Natural-language object grounding data:
= Beginning of Section =

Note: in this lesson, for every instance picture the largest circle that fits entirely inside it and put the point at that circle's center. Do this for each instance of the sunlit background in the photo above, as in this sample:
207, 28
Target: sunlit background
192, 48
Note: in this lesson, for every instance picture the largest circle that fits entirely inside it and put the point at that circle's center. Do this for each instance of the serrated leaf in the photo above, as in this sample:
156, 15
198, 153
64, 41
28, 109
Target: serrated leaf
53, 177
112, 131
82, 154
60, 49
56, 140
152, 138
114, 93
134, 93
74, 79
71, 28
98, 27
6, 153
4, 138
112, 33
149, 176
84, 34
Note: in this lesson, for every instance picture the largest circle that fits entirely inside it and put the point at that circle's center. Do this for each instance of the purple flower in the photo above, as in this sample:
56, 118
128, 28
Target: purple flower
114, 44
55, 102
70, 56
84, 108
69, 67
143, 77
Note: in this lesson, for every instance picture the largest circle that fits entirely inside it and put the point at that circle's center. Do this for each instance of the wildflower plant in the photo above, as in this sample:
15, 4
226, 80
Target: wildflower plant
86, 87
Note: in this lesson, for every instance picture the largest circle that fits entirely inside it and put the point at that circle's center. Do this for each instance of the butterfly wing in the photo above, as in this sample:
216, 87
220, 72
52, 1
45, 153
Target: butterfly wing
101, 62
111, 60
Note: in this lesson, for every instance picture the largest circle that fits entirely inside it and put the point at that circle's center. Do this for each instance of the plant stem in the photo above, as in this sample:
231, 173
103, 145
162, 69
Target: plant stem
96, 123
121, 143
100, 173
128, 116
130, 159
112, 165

= End of Section =
= Beginning of Section =

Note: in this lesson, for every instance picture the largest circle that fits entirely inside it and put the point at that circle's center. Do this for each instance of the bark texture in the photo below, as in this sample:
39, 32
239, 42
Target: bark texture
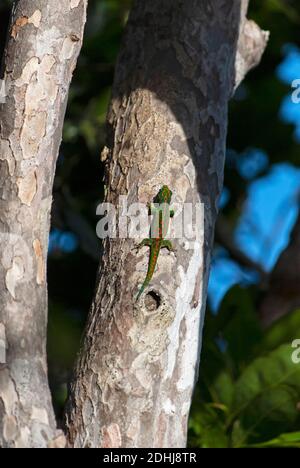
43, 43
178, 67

= End of Section =

Exercise: Search the records for lines holding the word "above", then copy each line you find.

Exercise solution:
Note: in this lesson, for every instance picture the largest circle that fits entirely inside it and put the point at that circle's center. Do this for each instance of the sunlit background in the photo above, as in this sample:
Note: in this lesson, for every instance picture the largest circle that fits entirely inside it and put the point at that circle's center. Do this for each instance of the serrated leaf in the photo above, as in this sample:
Note: in this lesson, for every instance picture the largest circle that fits entirely inside it and put the point at that circle's center. Do this for each instance of the purple flower in the photo above, as in this sample:
Note: in this lesson, for every instance picture the largest circle that fits entirely inside it and put the point at that circle's center. Do this for each instance of the wildflower plant in the photo above, as in this sample:
Note: in this lesson, for every instance picture the largest circle that fits entirely inside it and put the point at that circle's center. Do this for each instance of the butterfly wing in the photo above, as in this sample:
Note: in this lesson, for every instance picture the largest circle that fits entirely inside it and put the point at that circle's center. Do this for each instance of the plant stem in the photo above, as in this sample:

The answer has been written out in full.